= TASK STATEMENT =
Please copy each line below that contains the word "yellow".

= DATA FOR THIS TASK =
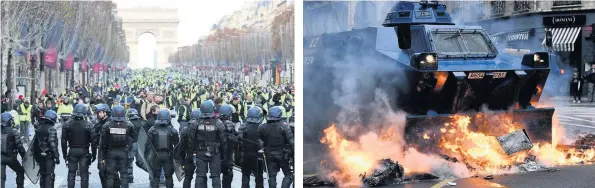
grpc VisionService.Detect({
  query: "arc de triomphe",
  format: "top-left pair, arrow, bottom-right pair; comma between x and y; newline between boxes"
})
118,7 -> 179,69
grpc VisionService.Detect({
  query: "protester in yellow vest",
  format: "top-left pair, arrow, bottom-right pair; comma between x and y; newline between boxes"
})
57,97 -> 74,121
18,99 -> 33,142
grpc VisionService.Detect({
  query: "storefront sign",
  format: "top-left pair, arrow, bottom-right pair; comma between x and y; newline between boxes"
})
543,15 -> 586,26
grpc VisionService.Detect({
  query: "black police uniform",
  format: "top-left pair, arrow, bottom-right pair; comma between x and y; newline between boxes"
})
238,122 -> 264,188
34,120 -> 61,188
258,121 -> 294,188
144,114 -> 157,134
100,121 -> 135,188
1,125 -> 27,188
147,121 -> 179,188
61,117 -> 97,188
195,118 -> 227,188
221,119 -> 237,188
128,117 -> 144,182
177,119 -> 199,188
95,115 -> 120,187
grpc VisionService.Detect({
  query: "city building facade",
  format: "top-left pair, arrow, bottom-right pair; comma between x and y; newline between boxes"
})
443,1 -> 595,76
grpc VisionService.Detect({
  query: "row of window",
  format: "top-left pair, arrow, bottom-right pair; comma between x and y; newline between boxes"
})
451,1 -> 582,19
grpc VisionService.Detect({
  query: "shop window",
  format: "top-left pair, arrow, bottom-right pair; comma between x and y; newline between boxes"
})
553,1 -> 582,7
490,1 -> 506,16
513,1 -> 531,12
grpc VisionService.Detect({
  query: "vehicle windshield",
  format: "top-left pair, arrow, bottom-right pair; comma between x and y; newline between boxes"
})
431,29 -> 495,57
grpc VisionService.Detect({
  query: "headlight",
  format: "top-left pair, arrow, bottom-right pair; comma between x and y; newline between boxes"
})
412,53 -> 438,70
533,54 -> 543,63
424,54 -> 436,64
522,52 -> 549,68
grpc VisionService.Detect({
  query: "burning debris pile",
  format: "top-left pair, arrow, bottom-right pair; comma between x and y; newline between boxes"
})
360,159 -> 404,187
314,113 -> 595,187
574,134 -> 595,149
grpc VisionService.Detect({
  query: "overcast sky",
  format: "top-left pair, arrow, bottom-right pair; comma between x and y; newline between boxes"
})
114,0 -> 248,47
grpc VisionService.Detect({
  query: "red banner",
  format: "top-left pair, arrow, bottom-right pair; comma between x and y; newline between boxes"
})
102,64 -> 108,71
81,60 -> 87,71
64,54 -> 74,71
277,64 -> 283,72
93,63 -> 101,73
43,48 -> 58,68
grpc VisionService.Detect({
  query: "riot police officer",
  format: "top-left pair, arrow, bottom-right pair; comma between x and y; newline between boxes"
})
1,112 -> 26,188
238,107 -> 264,188
218,105 -> 237,188
34,110 -> 61,188
176,109 -> 201,188
195,100 -> 227,188
258,106 -> 294,188
127,108 -> 144,183
61,104 -> 97,188
94,103 -> 120,187
147,109 -> 179,188
100,105 -> 135,188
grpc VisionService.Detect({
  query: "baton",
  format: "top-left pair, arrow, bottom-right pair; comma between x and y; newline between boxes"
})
261,151 -> 269,175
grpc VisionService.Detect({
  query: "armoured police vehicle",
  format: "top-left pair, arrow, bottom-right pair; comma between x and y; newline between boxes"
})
304,1 -> 555,152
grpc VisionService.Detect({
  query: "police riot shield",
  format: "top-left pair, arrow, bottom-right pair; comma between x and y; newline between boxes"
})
23,137 -> 40,184
137,127 -> 157,177
173,143 -> 185,182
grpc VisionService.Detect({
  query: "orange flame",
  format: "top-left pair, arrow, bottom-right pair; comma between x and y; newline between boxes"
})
321,110 -> 595,187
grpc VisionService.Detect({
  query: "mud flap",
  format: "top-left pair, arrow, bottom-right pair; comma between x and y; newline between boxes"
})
23,137 -> 40,184
173,143 -> 184,182
405,108 -> 555,153
137,127 -> 156,176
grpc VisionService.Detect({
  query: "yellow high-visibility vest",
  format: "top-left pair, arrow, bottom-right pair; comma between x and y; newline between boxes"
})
19,104 -> 32,122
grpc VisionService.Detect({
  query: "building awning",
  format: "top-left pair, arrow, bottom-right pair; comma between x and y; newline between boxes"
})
489,30 -> 532,45
542,27 -> 581,52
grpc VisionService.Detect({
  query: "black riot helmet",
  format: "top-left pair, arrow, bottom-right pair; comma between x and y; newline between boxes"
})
1,112 -> 14,127
127,108 -> 140,120
199,100 -> 215,118
111,105 -> 127,122
246,107 -> 262,124
219,104 -> 233,120
155,109 -> 171,124
267,106 -> 282,121
95,103 -> 111,114
190,109 -> 201,120
73,104 -> 88,118
42,110 -> 58,123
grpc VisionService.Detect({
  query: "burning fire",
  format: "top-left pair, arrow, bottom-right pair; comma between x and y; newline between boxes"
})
321,111 -> 595,187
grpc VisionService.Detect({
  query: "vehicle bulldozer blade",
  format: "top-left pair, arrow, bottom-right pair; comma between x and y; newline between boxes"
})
404,108 -> 555,153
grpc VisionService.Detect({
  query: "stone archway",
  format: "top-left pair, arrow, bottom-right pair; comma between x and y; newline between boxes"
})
117,7 -> 179,69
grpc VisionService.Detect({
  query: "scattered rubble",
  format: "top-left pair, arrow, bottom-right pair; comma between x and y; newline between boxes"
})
574,134 -> 595,149
516,160 -> 547,172
361,159 -> 405,187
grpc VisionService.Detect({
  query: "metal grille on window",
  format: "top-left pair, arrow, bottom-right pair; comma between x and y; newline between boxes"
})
552,1 -> 582,7
514,1 -> 531,12
491,1 -> 505,16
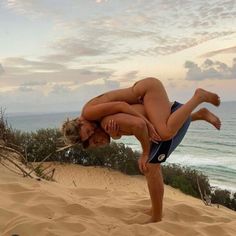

= SOLVED PROBLEM =
  query: "protester in yellow vest",
  query: "yellow high-visibility vest",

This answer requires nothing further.